====== DOCUMENT
ATel #13012; J. M. Miller, A. Zoghbi (Univ. of Michigan), P. Gandhi, J. Paice (Univ. of Southampton)
on 9 Aug 2019; 14:32 UT
Credential Certification: Jon Miller (jonmm@umich.edu)

Subjects: X-ray, Binary, Black Hole

Referred to by ATel #: 13036, 13037, 13255, 13344

EXO 1846-031 is an X-ray binary and black hole candidate. After 34 years of quiescence, it has recently started a new outburst (ATEL #12968, #12969, #12976, #12977, #12992).

We observed EXO 1846-031 using NuSTAR. The net exposure of 22 ks was obtained, starting on 2019-08-03 at 02:01:09 UT. The source is clearly detected across the full NuSTAR band (3-79 keV), with an average count rate of 280 c/s (FPMA and FPMB combined). The light curve shows no bursts indicative of a neutron star.

In general terms, the largely non-thermal spectrum can be described with a cool disk (kT = 0.45 keV), an intermediate power-law index (Gamma = 1.93), and a relatively high cut-off energy (E ~ 115 keV). These parameters are broadly consistent with a bright hard state, or hard intermediate state. A flux of 9.9 E-9 erg/cm2/s is measured in the 3-79 keV band. An unabsorbed flux of 3.6 E-8 erg/cm2/s over the 0.5-79.0 keV band is implied. The measured column density along the line of sight to EXO 1846-031 appears to be relatively high, between 5-11 E+22 cm^-2 depending on the model, abundances, and cross sections employed.
============
====== SUPPLIED DATA
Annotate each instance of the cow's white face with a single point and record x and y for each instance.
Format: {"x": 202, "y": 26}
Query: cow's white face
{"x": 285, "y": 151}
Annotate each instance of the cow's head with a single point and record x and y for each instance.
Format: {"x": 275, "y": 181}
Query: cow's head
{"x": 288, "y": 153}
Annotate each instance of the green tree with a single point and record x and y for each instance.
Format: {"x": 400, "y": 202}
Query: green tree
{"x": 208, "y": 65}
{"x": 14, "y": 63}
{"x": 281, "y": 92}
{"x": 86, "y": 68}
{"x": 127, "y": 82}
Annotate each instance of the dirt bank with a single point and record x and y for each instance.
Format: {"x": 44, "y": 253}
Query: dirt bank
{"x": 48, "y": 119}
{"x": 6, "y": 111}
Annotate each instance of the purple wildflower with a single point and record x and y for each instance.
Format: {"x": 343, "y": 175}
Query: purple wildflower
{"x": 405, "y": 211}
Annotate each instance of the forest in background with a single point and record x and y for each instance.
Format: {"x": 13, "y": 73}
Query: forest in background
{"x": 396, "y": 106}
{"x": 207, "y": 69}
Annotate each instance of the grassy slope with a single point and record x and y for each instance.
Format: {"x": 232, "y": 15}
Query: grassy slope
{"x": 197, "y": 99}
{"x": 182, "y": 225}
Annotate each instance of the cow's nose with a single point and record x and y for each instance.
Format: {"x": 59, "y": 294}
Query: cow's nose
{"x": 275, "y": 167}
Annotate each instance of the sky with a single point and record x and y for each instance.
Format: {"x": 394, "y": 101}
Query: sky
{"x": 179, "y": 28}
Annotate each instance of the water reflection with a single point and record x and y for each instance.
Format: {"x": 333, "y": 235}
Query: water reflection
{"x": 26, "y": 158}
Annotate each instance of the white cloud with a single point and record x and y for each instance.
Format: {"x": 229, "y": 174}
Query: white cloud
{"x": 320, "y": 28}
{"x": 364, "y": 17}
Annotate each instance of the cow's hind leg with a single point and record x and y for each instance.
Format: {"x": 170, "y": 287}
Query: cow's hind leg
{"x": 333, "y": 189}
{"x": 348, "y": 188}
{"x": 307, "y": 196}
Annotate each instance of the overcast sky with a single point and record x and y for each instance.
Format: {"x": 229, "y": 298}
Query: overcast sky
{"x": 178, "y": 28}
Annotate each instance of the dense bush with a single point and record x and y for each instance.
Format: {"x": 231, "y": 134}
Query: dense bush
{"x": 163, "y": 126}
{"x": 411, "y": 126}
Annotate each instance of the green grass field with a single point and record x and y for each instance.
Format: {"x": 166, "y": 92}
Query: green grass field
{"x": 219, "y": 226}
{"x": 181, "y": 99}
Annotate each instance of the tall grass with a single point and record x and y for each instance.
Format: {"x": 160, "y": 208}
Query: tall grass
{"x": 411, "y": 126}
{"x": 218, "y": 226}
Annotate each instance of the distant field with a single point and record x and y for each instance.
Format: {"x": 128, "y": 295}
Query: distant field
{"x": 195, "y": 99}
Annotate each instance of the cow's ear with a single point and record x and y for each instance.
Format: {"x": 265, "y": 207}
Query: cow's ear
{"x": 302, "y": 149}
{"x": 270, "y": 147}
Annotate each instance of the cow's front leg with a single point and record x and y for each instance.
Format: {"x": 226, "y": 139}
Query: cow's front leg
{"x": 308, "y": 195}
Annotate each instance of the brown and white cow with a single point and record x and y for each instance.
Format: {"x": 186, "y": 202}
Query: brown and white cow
============
-- TASK --
In the report above, rewrite the paragraph beginning "We observed EXO 1846-031 using NuSTAR" as a short bulleted list that keeps its main facts.

-- TASK SOLUTION --
- EXO 1846-031 was observed with NuSTAR.
- Net exposure: 22 ks, starting 2019-08-03 at 02:01:09 UT.
- The source was clearly detected across the full 3-79 keV band.
- Average count rate: 280 c/s (FPMA and FPMB combined).
- The light curve shows no bursts indicative of a neutron star.